Work to be completed: Where does the string "strap" appear in the records? Copy each line that holds it.

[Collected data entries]

+ + +

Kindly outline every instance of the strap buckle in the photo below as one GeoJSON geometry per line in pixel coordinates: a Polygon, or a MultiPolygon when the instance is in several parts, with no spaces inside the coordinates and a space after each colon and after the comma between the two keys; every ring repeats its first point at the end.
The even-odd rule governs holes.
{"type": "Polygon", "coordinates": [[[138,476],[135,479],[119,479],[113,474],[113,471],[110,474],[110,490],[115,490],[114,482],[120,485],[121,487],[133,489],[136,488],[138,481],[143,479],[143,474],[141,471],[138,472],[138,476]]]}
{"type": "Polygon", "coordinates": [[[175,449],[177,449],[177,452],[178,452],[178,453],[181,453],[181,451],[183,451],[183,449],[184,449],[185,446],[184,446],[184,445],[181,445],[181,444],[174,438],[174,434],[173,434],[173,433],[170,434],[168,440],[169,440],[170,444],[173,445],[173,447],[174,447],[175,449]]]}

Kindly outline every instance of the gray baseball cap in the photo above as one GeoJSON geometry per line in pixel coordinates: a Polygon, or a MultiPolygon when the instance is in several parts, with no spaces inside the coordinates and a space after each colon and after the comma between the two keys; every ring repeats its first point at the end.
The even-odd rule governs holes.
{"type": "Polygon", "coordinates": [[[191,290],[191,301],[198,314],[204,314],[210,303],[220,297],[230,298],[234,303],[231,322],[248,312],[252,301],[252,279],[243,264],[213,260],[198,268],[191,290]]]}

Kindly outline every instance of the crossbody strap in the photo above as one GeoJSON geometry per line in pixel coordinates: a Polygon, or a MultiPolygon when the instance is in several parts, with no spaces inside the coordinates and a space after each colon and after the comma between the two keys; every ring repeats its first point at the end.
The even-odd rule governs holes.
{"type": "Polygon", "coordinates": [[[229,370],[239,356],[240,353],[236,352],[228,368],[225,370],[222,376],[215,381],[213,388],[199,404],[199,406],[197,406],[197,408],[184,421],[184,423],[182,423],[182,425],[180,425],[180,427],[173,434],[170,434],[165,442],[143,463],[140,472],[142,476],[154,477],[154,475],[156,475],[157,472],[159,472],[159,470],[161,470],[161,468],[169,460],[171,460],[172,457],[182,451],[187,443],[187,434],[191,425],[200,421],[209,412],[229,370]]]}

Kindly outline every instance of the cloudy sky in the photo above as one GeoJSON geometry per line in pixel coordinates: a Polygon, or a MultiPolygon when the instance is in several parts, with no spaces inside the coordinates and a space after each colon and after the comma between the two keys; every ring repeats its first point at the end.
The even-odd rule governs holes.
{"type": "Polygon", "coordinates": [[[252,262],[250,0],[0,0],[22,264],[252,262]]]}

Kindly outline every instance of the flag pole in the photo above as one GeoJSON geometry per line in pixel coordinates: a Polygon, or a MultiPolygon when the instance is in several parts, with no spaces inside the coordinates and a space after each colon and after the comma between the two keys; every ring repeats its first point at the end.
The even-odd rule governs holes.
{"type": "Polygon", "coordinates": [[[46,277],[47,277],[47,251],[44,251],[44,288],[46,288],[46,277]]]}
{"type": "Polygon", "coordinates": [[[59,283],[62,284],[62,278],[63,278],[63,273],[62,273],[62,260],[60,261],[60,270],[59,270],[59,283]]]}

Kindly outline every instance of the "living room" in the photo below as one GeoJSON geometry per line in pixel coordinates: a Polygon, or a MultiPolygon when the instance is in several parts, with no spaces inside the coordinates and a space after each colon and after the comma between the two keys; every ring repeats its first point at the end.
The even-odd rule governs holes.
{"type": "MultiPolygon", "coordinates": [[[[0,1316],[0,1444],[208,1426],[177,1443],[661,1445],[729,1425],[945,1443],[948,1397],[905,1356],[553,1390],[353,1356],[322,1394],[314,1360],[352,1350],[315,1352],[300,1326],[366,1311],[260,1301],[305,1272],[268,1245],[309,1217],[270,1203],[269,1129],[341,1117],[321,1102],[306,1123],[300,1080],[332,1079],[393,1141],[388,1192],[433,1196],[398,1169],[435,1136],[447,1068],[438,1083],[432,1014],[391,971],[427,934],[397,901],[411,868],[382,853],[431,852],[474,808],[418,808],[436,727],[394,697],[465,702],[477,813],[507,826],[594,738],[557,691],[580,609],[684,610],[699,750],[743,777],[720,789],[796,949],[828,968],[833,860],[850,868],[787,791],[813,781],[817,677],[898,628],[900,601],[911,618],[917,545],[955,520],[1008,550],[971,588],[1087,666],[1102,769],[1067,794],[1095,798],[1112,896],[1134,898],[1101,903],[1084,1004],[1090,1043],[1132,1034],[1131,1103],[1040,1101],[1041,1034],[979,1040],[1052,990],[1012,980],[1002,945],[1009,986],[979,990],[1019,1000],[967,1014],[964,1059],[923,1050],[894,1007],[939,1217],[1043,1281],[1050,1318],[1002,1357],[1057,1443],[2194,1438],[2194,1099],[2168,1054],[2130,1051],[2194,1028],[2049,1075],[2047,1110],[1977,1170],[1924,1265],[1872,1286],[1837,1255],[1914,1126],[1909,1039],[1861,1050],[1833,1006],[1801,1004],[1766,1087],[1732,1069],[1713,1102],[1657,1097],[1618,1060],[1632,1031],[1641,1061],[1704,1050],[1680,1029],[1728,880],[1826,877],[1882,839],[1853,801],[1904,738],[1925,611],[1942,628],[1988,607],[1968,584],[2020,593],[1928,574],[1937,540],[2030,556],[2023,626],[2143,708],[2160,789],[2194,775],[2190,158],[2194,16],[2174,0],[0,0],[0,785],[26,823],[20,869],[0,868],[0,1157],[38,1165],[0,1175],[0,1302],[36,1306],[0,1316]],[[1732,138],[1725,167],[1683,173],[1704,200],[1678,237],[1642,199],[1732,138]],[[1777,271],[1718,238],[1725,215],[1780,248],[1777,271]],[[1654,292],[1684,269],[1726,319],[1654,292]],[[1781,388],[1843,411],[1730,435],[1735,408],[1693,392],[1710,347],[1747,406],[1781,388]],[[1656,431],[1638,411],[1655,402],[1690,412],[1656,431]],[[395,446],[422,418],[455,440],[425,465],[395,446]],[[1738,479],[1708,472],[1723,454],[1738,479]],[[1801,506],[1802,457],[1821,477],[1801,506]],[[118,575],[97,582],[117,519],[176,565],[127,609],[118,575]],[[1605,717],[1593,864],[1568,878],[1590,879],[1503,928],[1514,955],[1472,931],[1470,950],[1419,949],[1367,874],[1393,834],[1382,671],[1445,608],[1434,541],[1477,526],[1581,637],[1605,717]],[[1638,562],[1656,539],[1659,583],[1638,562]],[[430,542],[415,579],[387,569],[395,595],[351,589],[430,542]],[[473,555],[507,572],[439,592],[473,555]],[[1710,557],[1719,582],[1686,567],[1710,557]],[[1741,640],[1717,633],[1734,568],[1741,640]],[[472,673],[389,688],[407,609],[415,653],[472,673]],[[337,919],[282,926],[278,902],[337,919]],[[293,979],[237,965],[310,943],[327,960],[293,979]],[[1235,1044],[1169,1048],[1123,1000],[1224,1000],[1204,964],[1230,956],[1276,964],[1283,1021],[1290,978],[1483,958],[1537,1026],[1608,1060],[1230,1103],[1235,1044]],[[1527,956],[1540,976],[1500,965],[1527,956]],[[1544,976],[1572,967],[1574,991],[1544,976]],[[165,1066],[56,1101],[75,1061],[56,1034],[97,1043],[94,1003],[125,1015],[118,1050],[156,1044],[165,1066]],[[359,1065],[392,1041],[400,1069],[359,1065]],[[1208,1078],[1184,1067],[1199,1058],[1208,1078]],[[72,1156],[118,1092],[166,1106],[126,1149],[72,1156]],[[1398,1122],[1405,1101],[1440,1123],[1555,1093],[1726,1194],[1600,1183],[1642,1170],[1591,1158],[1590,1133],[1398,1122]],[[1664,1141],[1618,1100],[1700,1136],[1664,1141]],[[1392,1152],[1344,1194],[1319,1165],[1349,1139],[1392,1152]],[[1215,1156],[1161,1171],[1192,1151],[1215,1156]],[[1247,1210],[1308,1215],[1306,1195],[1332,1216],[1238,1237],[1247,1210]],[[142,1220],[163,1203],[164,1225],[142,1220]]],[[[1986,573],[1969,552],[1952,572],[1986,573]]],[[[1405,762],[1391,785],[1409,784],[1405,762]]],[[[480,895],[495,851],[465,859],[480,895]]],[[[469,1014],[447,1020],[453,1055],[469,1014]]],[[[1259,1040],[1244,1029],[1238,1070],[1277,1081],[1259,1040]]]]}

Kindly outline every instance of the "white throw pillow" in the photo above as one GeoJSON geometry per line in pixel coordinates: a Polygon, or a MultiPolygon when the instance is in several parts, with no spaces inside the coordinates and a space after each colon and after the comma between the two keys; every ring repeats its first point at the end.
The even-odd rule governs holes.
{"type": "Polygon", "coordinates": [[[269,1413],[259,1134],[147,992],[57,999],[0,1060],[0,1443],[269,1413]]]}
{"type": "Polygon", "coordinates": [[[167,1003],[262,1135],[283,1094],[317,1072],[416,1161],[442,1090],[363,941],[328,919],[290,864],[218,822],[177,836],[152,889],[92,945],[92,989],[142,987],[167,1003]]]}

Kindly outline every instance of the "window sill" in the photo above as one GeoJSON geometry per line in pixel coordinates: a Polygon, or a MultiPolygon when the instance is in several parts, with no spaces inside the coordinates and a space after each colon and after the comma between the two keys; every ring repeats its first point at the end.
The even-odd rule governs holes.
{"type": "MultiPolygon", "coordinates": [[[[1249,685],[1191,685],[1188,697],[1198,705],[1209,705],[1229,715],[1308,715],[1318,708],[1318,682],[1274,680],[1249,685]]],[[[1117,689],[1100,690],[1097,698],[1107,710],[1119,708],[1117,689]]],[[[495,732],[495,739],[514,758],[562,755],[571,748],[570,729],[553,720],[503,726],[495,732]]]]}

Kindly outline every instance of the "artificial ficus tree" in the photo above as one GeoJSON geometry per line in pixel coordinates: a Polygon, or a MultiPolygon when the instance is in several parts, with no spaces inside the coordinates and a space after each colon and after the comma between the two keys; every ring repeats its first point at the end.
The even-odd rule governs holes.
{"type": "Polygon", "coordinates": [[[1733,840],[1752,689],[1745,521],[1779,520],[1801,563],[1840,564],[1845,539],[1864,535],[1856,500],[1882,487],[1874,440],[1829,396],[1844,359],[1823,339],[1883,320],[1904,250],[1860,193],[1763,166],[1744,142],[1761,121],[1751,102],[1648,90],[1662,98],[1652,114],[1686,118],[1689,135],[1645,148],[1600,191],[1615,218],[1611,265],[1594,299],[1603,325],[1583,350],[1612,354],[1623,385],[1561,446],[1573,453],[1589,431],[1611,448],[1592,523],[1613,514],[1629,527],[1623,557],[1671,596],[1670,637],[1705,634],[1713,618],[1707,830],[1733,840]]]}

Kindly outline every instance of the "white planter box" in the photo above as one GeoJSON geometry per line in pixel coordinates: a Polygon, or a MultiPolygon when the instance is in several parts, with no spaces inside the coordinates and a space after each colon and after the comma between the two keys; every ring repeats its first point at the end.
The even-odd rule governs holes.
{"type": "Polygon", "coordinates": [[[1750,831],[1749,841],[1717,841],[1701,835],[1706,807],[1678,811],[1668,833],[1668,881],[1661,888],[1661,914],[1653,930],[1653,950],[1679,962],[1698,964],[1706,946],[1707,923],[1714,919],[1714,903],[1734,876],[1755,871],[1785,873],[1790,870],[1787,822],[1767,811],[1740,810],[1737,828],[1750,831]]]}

+ + +

Exercise response:
Kindly outline every instance of the strap buckle in the photo below as one GeoJSON geometry per line in pixel coordinates: a Polygon, or a MultiPolygon when the instance is in several parts, with no spaces inside the coordinates and a space after each colon and after the comma between the two keys; every ring repeats its first point at the end.
Kindly outline every instance of the crossbody strap in the photo above as one GeoJSON geometry per line in pixel coordinates: a Polygon, or a MultiPolygon when the instance is in several parts, with no spaces inside the coordinates and a space after each colon and after the comma between the two keys; every ring repeats its first point at the end.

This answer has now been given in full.